**The exercise**: Give back all the data exactly, line by line.

**** Extracted entries

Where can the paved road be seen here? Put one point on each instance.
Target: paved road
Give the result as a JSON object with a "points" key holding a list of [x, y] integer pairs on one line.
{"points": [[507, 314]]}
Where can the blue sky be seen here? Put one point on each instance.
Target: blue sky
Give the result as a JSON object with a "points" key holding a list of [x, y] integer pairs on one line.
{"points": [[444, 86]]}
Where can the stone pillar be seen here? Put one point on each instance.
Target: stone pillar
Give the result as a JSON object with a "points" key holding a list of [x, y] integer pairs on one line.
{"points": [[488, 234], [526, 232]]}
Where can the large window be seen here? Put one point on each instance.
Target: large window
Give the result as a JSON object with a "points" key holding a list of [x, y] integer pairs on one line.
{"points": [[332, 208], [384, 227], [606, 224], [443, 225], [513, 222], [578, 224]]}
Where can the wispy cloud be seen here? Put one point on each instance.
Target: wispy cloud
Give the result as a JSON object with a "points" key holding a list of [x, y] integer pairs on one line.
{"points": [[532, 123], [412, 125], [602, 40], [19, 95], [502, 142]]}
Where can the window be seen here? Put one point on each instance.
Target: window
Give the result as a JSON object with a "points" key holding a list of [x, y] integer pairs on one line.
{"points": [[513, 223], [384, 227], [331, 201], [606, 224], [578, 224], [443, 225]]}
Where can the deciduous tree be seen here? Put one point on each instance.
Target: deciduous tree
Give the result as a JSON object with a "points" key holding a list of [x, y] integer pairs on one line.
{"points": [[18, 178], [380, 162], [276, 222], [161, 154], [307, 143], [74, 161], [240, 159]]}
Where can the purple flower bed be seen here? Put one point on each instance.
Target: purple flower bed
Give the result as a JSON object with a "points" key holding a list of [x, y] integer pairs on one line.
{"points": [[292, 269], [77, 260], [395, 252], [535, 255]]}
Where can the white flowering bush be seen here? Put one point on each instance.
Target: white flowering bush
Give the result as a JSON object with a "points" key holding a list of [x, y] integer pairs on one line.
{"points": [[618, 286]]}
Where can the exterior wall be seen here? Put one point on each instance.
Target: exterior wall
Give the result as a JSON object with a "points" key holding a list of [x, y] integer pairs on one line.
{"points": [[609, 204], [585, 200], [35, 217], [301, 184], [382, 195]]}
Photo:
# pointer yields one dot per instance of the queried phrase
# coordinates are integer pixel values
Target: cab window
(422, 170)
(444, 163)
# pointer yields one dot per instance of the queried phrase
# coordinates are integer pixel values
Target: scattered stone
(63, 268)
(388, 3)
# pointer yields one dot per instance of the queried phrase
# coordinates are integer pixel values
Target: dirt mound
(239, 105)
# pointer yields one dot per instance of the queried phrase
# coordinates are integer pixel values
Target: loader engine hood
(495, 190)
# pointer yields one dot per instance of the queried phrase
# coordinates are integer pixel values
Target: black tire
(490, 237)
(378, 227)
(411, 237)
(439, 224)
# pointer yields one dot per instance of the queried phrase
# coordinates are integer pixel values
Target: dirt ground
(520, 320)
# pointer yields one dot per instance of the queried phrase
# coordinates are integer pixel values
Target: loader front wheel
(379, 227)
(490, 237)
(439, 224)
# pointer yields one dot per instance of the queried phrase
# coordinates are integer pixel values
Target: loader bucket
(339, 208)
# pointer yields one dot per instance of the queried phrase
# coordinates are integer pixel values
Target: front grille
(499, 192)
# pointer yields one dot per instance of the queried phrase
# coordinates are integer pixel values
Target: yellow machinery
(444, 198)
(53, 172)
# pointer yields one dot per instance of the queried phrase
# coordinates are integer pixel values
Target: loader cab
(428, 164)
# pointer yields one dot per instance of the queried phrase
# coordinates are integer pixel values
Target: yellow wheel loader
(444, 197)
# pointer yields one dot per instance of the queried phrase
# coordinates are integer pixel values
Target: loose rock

********

**Output**:
Where can the paved road be seen here? Put one point on each instance.
Target: paved road
Give the result as a JSON object with a "points" key holding a list of [x, y] integer pairs on one line.
{"points": [[507, 314]]}
Where can the blue sky be seen here? Put one point on each instance.
Target: blue sky
Give the result as a JSON object with a "points" key holding a list of [x, y] integer pairs on one line.
{"points": [[444, 86]]}
Where can the stone pillar be seen here? Put one point on each instance.
Target: stone pillar
Give the result as a JSON object with a "points" key holding a list of [x, y] integer pairs on one line.
{"points": [[488, 234], [526, 232]]}
Where can the large window be seen here? Put one point on each instance.
Target: large window
Give the result as a JSON object with a "points" key holding a list of [x, y] integer pairs on one line.
{"points": [[332, 208], [384, 227], [606, 224], [443, 225], [513, 222], [578, 224]]}
Where can the wispy cloud be seen here? Put one point on each instance.
Target: wispy cloud
Give the result as a JSON object with a "points" key holding a list of [x, y] integer pairs on one line.
{"points": [[532, 123], [412, 125], [602, 40], [19, 95], [502, 142]]}
Where can the window be seen here? Put one point on each instance.
Target: window
Give the result as a JSON object with a "points" key holding a list of [x, y] integer pairs on one line.
{"points": [[513, 223], [384, 227], [331, 201], [606, 224], [578, 224], [443, 225]]}
Where can the deciduous tree be seen here? Put one point on each instance.
Target: deciduous tree
Give the result as a JSON object with a "points" key holding a list of [x, y] integer pairs on one line.
{"points": [[18, 178], [380, 162], [276, 222], [161, 154], [307, 143], [74, 161], [240, 159]]}
Where can the purple flower bed be seen here? Put one point on each instance.
Target: purple flower bed
Give the result as a JSON object with a "points" key holding a list of [x, y] integer pairs on one line.
{"points": [[292, 269], [77, 260], [395, 252], [535, 255]]}
Where can the white flowering bush be seen here? Put one point on each instance.
Target: white flowering bush
Give the result as a JSON object with a "points" key holding a list of [x, y] integer pairs on one line.
{"points": [[618, 286]]}
Where can the exterior wall be seen here? Put one point on each instance.
Target: exterior wall
Give the result as a JSON object with a "points" key holding a list of [x, y] integer pairs on one line.
{"points": [[609, 204], [585, 200], [35, 217], [301, 184], [382, 195]]}
Photo:
# pointer yields one dot per instance of the queried phrase
# coordinates are integer pixel values
Target: cab window
(422, 170)
(444, 163)
# pointer yields one dot per instance of the queried phrase
# coordinates are integer pixel values
Target: scattered stone
(63, 268)
(388, 3)
# pointer yields one dot per instance of the queried phrase
# coordinates are integer pixel values
Target: dirt mound
(239, 105)
# pointer yields one dot per instance of the queried phrase
# coordinates are integer pixel values
Target: loader engine hood
(495, 190)
# pointer yields one dot per instance of the queried phrase
# coordinates are integer pixel values
Target: black tire
(490, 237)
(378, 227)
(411, 237)
(439, 224)
# pointer yields one dot per instance of the queried phrase
# coordinates are integer pixel values
Target: dirt ground
(520, 320)
# pointer yields one dot per instance of the queried phrase
# coordinates are integer pixel values
Target: loader front wheel
(379, 227)
(490, 237)
(439, 224)
# pointer yields one dot per instance of the queried phrase
# coordinates are integer pixel values
Target: loader bucket
(339, 208)
# pointer yields one dot per instance of the queried phrase
# coordinates are integer pixel values
Target: front grille
(499, 192)
# pointer yields one dot per instance of the queried phrase
# coordinates are integer pixel values
Target: yellow machinery
(444, 198)
(53, 172)
# pointer yields one dot per instance of the queried phrase
# coordinates are integer pixel values
Target: loader cab
(428, 164)
# pointer yields one dot per instance of the queried phrase
# coordinates are integer pixel values
Target: yellow wheel loader
(444, 197)
# pointer yields one dot per instance of the queried phrase
# coordinates are integer pixel values
Target: loose rock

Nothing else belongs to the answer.